# Point localization data

════

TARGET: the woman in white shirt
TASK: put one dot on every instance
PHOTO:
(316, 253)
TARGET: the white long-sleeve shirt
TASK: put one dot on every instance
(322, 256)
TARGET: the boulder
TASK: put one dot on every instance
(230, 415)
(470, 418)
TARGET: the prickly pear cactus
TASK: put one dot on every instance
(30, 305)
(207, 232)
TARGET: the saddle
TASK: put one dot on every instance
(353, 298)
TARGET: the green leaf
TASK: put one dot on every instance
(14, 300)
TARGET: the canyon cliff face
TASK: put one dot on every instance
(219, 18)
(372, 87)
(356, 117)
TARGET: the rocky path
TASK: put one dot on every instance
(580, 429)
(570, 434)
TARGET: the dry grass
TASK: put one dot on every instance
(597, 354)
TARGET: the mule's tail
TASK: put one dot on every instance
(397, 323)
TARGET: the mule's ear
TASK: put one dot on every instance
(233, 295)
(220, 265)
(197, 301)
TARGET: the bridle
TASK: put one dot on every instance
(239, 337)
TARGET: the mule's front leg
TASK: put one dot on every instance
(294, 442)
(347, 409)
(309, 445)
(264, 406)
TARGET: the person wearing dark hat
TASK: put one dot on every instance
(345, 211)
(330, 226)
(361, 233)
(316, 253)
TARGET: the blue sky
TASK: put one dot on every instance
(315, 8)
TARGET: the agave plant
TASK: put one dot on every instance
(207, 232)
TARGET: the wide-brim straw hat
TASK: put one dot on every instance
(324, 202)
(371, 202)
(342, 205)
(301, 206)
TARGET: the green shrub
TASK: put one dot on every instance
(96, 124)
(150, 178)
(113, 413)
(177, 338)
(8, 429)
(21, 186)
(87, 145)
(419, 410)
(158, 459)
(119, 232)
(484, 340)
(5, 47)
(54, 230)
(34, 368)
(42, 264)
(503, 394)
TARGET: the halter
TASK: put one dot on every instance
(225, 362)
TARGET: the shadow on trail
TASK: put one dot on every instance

════

# EXERCISE OBJECTIVE
Would you restate every record word for word?

# SOLUTION
TARGET: the woman in white shirt
TASK: put one dot on every instance
PHOTO:
(316, 253)
TARGET: the white long-sleeve shirt
TASK: put one dot on every instance
(322, 256)
TARGET: the boulder
TASK: put one dot on every instance
(230, 415)
(470, 418)
TARGET: the prickly pear cactus
TASK: put one dot on every instance
(30, 305)
(207, 232)
TARGET: the saddle
TASK: put one dot on every instance
(353, 298)
TARGET: the green leaf
TASK: put one dot on every instance
(14, 300)
TARGET: the canyon cliff face
TASK: put one dot on every instance
(219, 18)
(372, 87)
(356, 117)
TARGET: the rocky path
TASK: put one dot on every instance
(580, 429)
(570, 434)
TARGET: the dry grass
TASK: put one dot on every instance
(597, 354)
TARGET: the mule's tail
TASK: put one dot on every instance
(397, 323)
TARGET: the mule's ear
TASK: put one dot on every instance
(233, 295)
(220, 265)
(197, 301)
TARGET: the bridle
TASK: put one dot on every instance
(239, 337)
TARGET: the mule's front leg
TASK: put one dot on every instance
(294, 442)
(347, 409)
(309, 445)
(264, 406)
TARGET: the person wearing dark hat
TASK: put one dot on every instance
(345, 211)
(330, 226)
(361, 233)
(316, 253)
TARGET: the blue sky
TASK: put one dot on every instance
(315, 8)
TARGET: the agave plant
TASK: put one dot on every instance
(207, 232)
TARGET: the wide-brim straw hat
TASK: put one dot on every instance
(324, 202)
(371, 202)
(342, 205)
(301, 206)
TARGET: the green shrub
TASK: put one dot on every instance
(96, 124)
(150, 178)
(113, 413)
(177, 338)
(8, 429)
(21, 186)
(87, 145)
(419, 410)
(158, 459)
(119, 232)
(484, 340)
(5, 47)
(54, 230)
(34, 368)
(42, 264)
(503, 394)
TARGET: the halter
TASK: put one dot on every instance
(225, 362)
TARGET: the shadow on trail
TASK: put one dot on every instance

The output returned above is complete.